Information shown:
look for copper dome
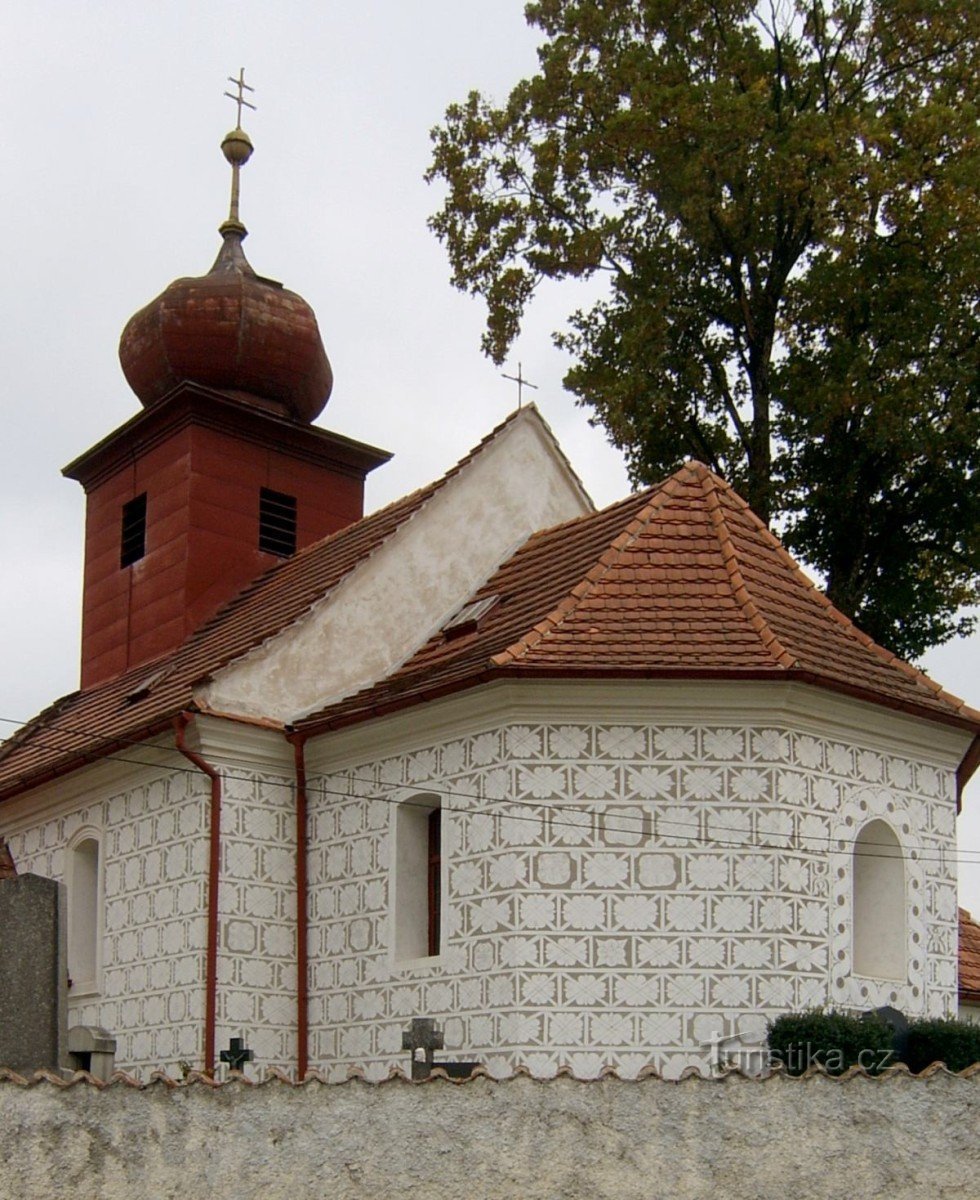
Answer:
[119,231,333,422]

* * *

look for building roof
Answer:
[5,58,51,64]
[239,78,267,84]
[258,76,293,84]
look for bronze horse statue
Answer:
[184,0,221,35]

--

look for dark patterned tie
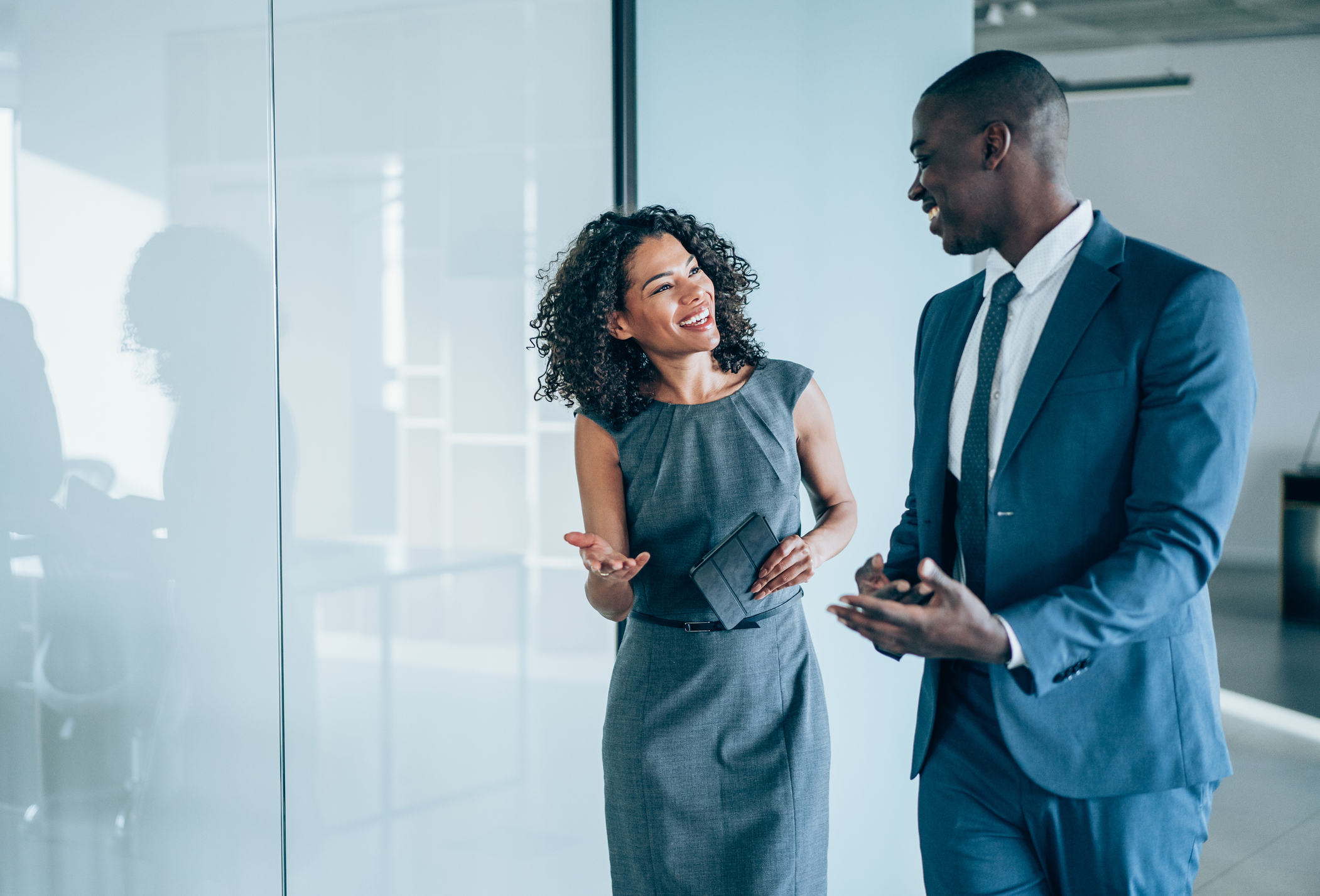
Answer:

Your task:
Show every line in the records above that contains the word "look".

Answer for this exercise:
look for copper dome
look for building roof
look for bronze horse statue
look for dark patterned tie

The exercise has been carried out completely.